• **Exercise description**: Given the records below, would you repeat exactly the lines that begin at the one containing "Target: desk surface" and end at the one containing "Target: long brown hair", inclusive?

_ _ _ _ _ _ _

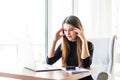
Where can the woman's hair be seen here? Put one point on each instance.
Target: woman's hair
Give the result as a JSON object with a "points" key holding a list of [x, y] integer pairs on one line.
{"points": [[75, 22]]}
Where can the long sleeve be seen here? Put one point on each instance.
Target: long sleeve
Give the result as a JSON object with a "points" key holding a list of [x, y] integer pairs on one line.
{"points": [[88, 61]]}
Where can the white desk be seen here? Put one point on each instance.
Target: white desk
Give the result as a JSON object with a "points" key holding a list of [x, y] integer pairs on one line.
{"points": [[25, 74]]}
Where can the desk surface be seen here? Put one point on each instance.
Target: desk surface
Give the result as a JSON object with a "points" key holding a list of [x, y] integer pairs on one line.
{"points": [[26, 74]]}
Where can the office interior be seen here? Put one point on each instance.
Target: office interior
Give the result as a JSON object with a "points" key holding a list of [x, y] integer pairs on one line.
{"points": [[29, 26]]}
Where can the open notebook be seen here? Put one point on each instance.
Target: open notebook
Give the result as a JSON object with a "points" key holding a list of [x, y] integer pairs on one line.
{"points": [[31, 64], [42, 67]]}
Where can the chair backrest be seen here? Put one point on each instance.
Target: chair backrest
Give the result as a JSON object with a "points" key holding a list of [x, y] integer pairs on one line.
{"points": [[103, 53]]}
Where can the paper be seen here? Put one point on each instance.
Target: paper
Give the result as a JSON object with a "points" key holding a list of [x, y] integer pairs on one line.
{"points": [[76, 70]]}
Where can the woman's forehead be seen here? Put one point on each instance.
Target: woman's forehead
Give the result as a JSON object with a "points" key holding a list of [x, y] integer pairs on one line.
{"points": [[67, 26]]}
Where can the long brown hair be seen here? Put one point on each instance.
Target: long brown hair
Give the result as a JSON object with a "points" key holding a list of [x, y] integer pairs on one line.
{"points": [[74, 21]]}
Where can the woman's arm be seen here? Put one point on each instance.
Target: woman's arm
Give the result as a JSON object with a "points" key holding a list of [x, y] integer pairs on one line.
{"points": [[57, 37]]}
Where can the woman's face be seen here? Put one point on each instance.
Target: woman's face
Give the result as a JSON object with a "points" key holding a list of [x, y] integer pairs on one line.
{"points": [[69, 32]]}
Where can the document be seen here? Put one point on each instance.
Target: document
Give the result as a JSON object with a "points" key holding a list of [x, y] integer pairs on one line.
{"points": [[76, 70]]}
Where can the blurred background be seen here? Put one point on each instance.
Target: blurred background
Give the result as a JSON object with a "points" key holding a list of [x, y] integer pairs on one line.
{"points": [[34, 22]]}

_ _ _ _ _ _ _

• **Answer to the exercise**:
Target: desk surface
Give the result as a JSON object with a "points" key holding a list of [x, y] integer pairs on one line.
{"points": [[26, 74]]}
Where can the office interior be seen here? Put one point on each instance.
Target: office interior
Give the result as a JSON object with a "points" key holding a list of [x, y] integer pairs on one line.
{"points": [[29, 26]]}
Where can the open notebook be seen here? Put one point on each instance.
Target: open notebook
Give the result as a JSON object with a "points" key holding a list of [x, y] integer pairs on one line.
{"points": [[31, 64], [42, 67]]}
Where can the chair backrest be seen here? Put one point on each instance.
Target: chair backrest
Give the result as a JSON object with a "points" key holding a list of [x, y] integer pairs on one line.
{"points": [[103, 53]]}
Where can the paper be seen here? Put one point on each instance.
Target: paper
Give the result as a JSON object with a "points" key holding a list of [x, y] integer pairs on one line.
{"points": [[76, 70]]}
Where can the woman's forehead be seen here? Put one point on each instance.
Target: woman's forehead
Give the result as a JSON object with a "points" key holding a list of [x, y] integer pairs on one line.
{"points": [[67, 26]]}
Where can the long brown hair be seen here? Put one point on each instance.
Target: long brown hair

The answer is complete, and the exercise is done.